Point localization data
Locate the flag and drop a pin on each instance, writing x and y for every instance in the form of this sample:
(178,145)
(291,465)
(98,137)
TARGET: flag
---
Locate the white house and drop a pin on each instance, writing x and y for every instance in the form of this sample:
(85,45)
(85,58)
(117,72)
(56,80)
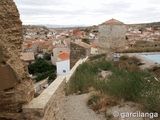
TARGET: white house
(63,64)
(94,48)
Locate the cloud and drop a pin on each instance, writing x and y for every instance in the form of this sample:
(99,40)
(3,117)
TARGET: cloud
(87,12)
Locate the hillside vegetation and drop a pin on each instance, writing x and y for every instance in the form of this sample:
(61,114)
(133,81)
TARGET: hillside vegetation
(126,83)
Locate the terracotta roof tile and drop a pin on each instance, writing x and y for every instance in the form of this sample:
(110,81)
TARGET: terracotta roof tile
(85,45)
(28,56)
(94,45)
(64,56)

→ **Your instructions**:
If a line in the records contains the string "each", copy it out.

→ **The answer**:
Locate the flag and drop a pin on each instance, writing x and y for every instance in the form of this sample:
Locate the white house and drop a pin on each instance, writing x and y for every instance in the form of this sample:
Locate the cloud and drop a pin on each instance, writing x and y for every instance in the form of this sample:
Locate the hillside vegetation and drop a pin on each instance, writing x and y for every instance in the form of this sample:
Locate the terracotta roof tile and drop a pin on each instance, writing x and y for every instance in the form of this sample:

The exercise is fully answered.